* _CONSIGNE_: Extrayez mot pour mot, dans le texte sur les Lettres pastorales, le passage situé entre « A la base de » et « aime l'humanité. », ces deux segments inclus.

* _SECTION DE TEXTE_:
+-------+

A la base de tout, il y a justement la foi dans la révélation
historique de la bonté de Dieu, qui en Jésus
Christ a manifesté concrètement son «
amour pour les hommes », un amour qui dans le texte
original grec est qualifié de manière significative
comme filanthropía (Tt 3, 4 ; cf. 2 Tm 1, 9-10) ; Dieu
aime l'humanité.
Dans l'ensemble, on voit bien que la communauté
chrétienne se configure progressivement en termes très
nets, selon une identité qui non seulement prend ses
distances avec des interprétations incongrues, mais
surtout affirme son propre ancrage sur les points essentiels
de la foi, qui est ici synonyme de « vérité
» (1 Tm 2, 4.7 ; 4, 3 ; 6, 5 ; 2 Tm 2, 15.18.25 ; 3,
7.8 ; 4, 4 ; Tt 1, 1.14). Dans la foi apparaît la vérité
essentielle de qui nous sommes, de qui est Dieu, de comment
nous devons vivre. Et de cette vérité (la vérité
de la foi) l'Eglise est définie comme la « colonne
et support » (1 Tm 3, 15). Quoi qu'il en soit, elle
reste une communauté ouverte, au souffle universel,
qui prie pour tous les hommes de tout ordre et degré,
pour qu'ils parviennent à la connaissance de la vérité
: Dieu « veut que tous les hommes soient sauvés
et parviennent à la connaissance de la vérité
», parce que « le Christ Jésus s'est livré
en rançon pour tous » (1 Tm 2, 4-5). Par conséquent,
le sens de l'universalité, même si les communautés
sont encore petites, est fort et déterminant pour ces
Lettres. En outre cette communauté chrétienne
« n'outrage personne » et « témoigne
à tous les hommes une parfaite douceur » (Tt
3, 2). Telle est la première composante importante
de ces Lettres : l'universalité et la foi comme vérité,
comme clé de lecture de l'Ecriture Sainte, de l'Ancien
Testament et ainsi se dessine une unité d'annonce et
d'Ecriture et une foi vivante ouverte à tous et témoin
de l'amour de Dieu pour tous.
Une autre composante typique de ces Lettres est leur réflexion
sur la structure ministérielle de l'Eglise. Ce sont
elles qui pour la première fois présentent la
triple subdivision d'épiscopes, presbytres et diacres
(cf. 1 Tm 3, 1-13 ; 4, 13 ; 2 Tm 1, 6 ; Tt 1, 5-9). Nous pouvons
observer dans les Lettres pastorales la confluence de deux
structures ministérielles différentes et ainsi
la constitution de la forme définitive du ministère
de l'Eglise. Dans les Lettres pauliniennes des années
centrales de sa vie, Paul parle d'« épiscopes
» (Ph 1, 1), et de « diacres » ; c'est la
structure typique de l'Eglise qui s'est formée à
l'époque dans le monde païen. Mais la figure de
l'apôtre lui-même demeure toutefois dominante
et ce n'est donc que peu à peu que se développent
les autres ministères.

+-------+

* _ENSEMBLE D'ENTRÉES_:
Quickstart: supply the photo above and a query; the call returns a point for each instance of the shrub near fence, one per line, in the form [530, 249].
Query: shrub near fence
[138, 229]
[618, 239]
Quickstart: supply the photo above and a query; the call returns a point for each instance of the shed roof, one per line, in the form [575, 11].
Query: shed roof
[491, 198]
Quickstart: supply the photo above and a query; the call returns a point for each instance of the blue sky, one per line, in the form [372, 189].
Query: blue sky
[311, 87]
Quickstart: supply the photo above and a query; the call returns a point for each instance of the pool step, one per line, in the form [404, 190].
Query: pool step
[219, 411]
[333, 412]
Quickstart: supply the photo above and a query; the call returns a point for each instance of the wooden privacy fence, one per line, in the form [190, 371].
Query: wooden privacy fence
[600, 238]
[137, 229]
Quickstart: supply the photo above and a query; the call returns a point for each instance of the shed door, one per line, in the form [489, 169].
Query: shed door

+-------+

* _RÉPONSE COMPLÈTE_:
A la base de tout, il y a justement la foi dans la révélation
historique de la bonté de Dieu, qui en Jésus
Christ a manifesté concrètement son «
amour pour les hommes », un amour qui dans le texte
original grec est qualifié de manière significative
comme filanthropía (Tt 3, 4 ; cf. 2 Tm 1, 9-10) ; Dieu
aime l'humanité.